## 作業内容
下の行から「photographer」という語を含むものをすべて見つけ、各行を書き写してください。

## 入力データ

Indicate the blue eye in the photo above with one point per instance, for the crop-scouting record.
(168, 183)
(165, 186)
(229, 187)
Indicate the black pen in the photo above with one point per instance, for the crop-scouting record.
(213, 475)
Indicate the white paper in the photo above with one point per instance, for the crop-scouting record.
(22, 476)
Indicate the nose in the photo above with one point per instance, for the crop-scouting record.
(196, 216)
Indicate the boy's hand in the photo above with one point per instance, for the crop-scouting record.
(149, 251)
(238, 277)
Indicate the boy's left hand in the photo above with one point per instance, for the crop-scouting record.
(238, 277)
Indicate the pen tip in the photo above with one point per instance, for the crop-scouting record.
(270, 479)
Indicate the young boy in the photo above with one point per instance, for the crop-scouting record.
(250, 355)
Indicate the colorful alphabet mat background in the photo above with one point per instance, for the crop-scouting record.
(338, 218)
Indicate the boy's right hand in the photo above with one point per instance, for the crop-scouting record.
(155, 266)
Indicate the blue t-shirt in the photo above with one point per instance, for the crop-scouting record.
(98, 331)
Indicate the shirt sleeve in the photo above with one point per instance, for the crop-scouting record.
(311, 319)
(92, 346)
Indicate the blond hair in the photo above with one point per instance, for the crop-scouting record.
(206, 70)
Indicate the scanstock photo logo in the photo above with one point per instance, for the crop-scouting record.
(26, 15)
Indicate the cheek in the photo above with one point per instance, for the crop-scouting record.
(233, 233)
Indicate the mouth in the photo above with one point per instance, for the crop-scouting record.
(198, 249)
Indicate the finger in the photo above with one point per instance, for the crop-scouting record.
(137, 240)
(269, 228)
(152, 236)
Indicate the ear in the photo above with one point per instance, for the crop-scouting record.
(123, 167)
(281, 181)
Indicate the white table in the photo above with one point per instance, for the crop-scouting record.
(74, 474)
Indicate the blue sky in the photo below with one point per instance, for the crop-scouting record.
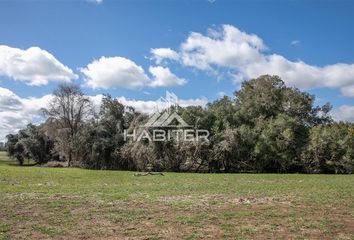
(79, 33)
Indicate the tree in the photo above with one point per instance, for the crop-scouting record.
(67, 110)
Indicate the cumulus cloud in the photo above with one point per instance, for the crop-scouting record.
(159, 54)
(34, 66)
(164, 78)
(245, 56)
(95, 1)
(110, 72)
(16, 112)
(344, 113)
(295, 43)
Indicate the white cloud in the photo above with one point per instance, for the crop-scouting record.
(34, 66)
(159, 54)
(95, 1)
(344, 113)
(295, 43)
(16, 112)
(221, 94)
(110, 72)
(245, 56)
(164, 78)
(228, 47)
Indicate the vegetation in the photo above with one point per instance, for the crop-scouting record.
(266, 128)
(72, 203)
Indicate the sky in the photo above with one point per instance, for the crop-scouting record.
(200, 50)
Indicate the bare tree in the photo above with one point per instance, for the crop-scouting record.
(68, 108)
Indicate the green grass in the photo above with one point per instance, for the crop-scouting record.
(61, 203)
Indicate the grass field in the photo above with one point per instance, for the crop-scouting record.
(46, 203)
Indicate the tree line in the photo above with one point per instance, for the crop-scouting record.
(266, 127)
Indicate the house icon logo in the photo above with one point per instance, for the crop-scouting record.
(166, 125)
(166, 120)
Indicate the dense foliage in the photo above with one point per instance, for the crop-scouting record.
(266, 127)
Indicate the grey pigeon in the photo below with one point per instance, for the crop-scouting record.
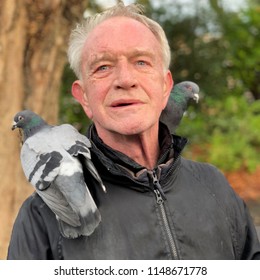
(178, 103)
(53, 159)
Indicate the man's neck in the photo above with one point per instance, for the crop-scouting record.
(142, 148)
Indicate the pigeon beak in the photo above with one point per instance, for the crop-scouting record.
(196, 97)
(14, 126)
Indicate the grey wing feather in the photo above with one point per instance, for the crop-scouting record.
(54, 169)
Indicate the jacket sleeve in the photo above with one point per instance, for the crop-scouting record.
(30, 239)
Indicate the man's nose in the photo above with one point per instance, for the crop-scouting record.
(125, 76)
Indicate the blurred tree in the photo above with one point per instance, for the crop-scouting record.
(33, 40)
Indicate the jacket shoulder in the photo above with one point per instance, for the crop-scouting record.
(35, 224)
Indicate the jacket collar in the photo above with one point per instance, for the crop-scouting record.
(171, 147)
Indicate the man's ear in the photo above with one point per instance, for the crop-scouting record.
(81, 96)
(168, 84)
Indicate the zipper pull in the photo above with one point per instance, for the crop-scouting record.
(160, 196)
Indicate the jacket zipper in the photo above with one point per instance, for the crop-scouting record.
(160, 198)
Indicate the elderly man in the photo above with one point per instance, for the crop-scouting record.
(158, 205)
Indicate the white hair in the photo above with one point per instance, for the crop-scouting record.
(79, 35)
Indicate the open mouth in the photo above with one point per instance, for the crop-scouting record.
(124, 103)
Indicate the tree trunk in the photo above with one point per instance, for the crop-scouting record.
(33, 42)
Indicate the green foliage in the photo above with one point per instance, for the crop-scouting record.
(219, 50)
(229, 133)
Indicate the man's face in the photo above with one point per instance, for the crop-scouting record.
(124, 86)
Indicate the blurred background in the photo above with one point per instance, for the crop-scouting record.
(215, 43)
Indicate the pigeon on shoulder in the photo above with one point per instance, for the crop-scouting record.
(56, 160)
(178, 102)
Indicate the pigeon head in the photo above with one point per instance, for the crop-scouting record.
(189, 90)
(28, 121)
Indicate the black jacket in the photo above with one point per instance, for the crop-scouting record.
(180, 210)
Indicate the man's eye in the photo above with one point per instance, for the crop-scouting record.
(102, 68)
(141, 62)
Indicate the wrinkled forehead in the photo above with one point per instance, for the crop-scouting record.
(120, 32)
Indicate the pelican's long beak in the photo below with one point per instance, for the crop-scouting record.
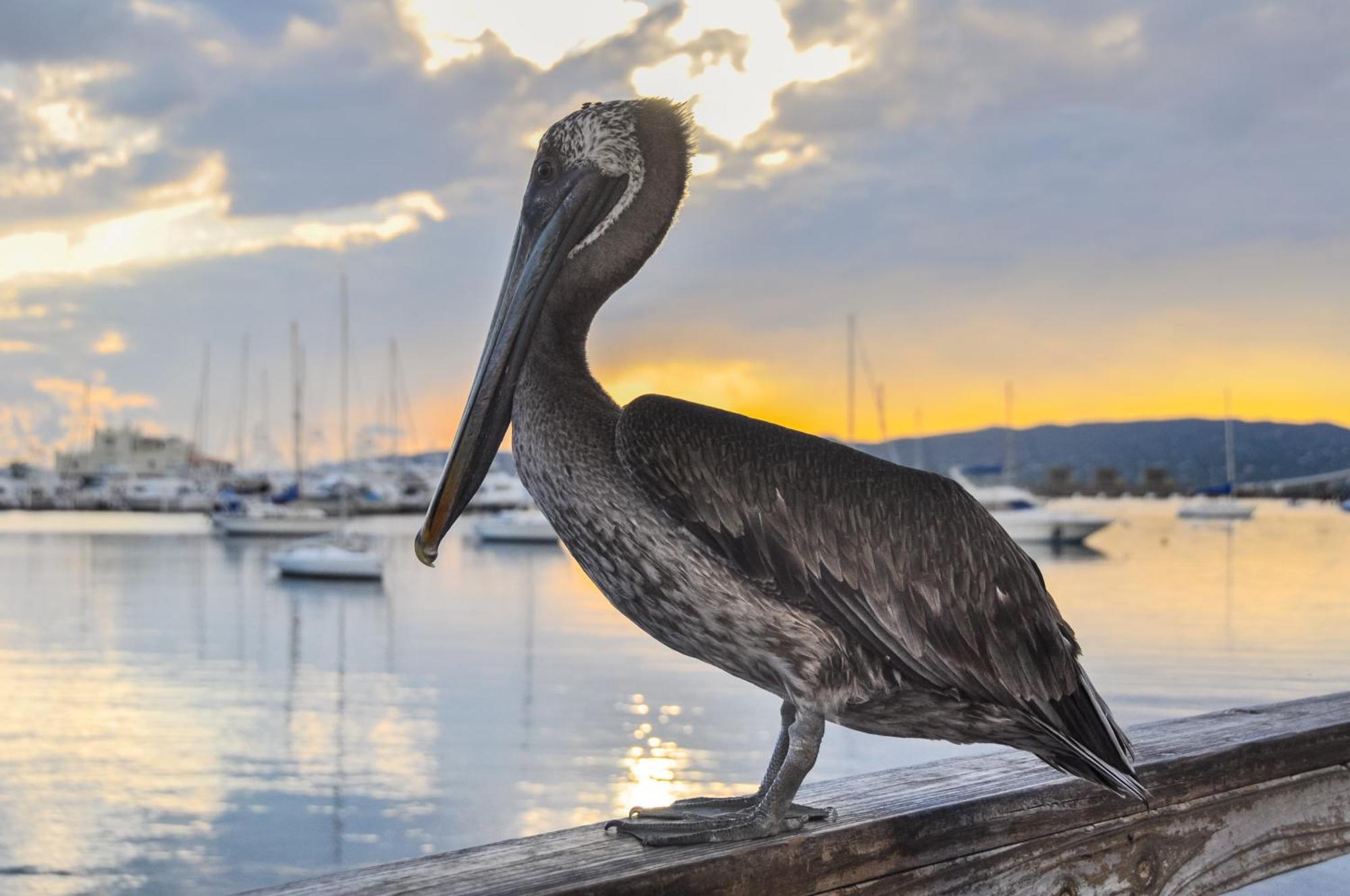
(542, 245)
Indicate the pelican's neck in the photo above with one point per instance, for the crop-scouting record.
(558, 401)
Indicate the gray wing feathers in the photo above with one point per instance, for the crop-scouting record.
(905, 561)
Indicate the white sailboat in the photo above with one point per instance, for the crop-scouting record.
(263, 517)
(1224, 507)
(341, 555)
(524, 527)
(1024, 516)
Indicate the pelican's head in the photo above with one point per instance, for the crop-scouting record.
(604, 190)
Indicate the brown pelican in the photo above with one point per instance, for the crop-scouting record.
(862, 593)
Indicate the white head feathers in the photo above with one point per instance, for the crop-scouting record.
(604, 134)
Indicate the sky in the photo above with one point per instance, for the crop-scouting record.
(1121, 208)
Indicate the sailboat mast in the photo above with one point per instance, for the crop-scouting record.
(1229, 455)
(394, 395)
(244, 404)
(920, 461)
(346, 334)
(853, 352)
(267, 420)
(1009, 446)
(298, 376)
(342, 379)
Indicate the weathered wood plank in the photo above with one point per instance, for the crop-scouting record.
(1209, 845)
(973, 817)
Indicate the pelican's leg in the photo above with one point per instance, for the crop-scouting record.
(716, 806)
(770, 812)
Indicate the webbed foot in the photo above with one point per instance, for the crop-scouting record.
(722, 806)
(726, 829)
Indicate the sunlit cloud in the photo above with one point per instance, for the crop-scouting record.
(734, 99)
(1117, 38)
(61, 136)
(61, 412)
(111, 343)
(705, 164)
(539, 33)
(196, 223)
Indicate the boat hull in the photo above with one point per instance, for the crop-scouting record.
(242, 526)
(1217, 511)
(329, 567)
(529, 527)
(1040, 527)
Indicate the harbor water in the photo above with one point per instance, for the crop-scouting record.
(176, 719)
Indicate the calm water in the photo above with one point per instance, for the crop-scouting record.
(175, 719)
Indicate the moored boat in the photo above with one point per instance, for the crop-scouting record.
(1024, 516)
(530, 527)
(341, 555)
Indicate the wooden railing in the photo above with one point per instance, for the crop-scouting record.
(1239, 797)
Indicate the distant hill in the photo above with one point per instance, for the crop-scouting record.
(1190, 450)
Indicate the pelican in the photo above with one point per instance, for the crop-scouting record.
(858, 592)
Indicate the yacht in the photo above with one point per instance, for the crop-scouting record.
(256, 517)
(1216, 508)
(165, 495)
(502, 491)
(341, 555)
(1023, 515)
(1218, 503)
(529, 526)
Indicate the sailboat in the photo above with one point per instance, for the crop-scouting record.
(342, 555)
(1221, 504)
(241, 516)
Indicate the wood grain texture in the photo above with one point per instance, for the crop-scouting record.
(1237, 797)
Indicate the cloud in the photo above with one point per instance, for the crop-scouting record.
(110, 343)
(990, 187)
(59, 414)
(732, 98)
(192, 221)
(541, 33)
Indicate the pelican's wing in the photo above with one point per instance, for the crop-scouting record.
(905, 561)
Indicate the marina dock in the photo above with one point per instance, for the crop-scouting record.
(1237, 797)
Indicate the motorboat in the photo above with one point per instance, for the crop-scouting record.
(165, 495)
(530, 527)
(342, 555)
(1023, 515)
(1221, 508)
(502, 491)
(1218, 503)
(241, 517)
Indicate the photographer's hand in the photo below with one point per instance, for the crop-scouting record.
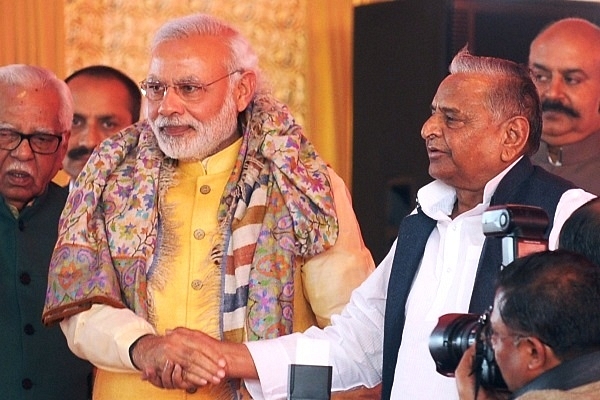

--

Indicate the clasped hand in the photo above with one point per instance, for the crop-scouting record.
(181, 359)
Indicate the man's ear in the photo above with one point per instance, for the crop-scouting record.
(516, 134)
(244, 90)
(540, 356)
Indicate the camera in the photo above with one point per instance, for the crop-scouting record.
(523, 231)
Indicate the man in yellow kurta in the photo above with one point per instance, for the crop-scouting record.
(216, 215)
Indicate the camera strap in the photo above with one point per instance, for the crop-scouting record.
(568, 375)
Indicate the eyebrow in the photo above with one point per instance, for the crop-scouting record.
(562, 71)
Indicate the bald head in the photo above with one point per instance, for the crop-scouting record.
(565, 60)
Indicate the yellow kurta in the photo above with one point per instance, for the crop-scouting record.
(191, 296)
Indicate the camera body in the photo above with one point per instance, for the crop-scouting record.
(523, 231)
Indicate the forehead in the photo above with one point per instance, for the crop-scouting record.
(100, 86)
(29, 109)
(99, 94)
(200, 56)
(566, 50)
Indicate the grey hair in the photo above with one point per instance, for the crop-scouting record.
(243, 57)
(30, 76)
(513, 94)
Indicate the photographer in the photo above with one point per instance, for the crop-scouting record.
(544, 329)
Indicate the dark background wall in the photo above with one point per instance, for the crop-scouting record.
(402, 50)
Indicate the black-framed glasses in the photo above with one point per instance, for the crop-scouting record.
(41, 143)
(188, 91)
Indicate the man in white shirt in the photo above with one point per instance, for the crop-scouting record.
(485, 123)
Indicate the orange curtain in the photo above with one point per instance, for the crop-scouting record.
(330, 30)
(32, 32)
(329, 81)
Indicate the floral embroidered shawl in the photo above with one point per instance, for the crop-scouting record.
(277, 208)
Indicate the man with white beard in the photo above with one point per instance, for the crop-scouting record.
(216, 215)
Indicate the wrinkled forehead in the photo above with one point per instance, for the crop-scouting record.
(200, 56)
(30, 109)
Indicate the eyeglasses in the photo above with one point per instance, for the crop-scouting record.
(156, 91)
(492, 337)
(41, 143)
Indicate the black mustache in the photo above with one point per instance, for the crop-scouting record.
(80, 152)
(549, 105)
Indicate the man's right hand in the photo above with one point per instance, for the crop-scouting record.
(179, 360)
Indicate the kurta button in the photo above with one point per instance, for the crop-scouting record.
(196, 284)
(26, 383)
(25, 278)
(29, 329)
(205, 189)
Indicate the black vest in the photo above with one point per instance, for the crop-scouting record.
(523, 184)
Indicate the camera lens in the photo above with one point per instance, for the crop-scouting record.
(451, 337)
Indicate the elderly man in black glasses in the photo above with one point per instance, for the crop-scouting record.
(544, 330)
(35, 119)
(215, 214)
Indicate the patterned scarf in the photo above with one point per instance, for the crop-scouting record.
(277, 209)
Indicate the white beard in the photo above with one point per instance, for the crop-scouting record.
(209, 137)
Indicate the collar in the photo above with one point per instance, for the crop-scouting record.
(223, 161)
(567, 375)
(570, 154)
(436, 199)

* * *

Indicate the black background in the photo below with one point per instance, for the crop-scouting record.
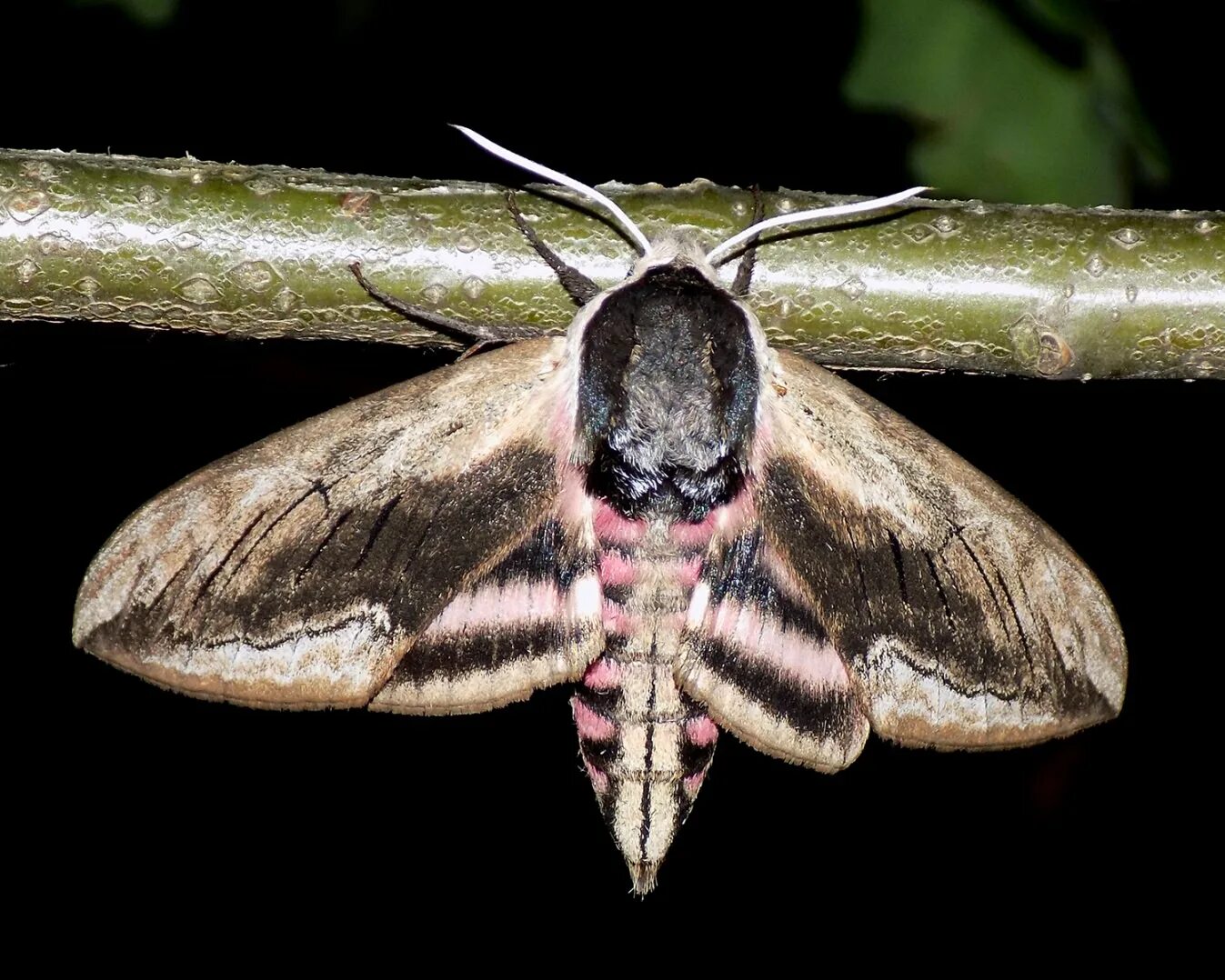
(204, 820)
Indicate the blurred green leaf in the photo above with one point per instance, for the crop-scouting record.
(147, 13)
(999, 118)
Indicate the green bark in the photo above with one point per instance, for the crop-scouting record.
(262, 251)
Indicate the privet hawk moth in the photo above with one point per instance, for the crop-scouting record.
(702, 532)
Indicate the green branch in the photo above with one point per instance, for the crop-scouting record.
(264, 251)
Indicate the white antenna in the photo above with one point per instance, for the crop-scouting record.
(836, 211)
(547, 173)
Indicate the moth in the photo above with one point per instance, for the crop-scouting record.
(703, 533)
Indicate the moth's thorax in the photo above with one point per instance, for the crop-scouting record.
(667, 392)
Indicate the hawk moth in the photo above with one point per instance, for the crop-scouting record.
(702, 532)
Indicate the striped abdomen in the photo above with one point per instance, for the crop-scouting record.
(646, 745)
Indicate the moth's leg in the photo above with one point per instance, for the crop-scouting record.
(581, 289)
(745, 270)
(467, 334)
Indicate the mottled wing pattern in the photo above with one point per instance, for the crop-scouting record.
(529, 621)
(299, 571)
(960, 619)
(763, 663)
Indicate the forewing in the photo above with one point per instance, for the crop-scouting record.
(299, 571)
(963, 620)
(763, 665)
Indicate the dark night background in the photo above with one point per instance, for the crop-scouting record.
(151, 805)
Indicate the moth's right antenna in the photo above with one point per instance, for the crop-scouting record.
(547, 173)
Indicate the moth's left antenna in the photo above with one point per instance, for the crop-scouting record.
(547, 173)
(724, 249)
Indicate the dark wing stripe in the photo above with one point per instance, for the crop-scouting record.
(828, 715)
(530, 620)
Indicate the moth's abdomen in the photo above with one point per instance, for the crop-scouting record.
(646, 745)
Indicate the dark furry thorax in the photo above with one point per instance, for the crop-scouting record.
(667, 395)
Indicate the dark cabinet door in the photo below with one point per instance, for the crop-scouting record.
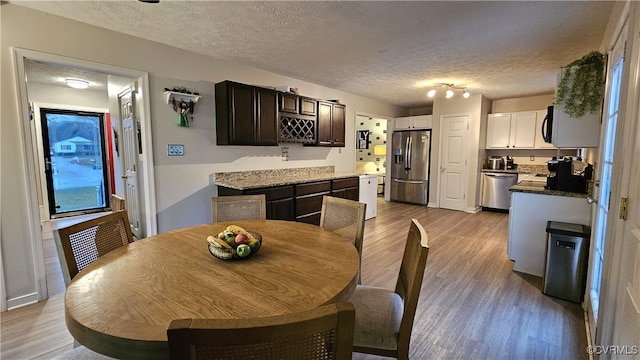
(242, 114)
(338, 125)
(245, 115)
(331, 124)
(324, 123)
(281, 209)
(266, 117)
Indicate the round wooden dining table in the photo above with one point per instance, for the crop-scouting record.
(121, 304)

## 解答
Indicate the photographer's hand in the photo below with one point per instance, for the crop-scouting record.
Indicate the photographer in the photo above with one point per instance, for the crop-scouting record.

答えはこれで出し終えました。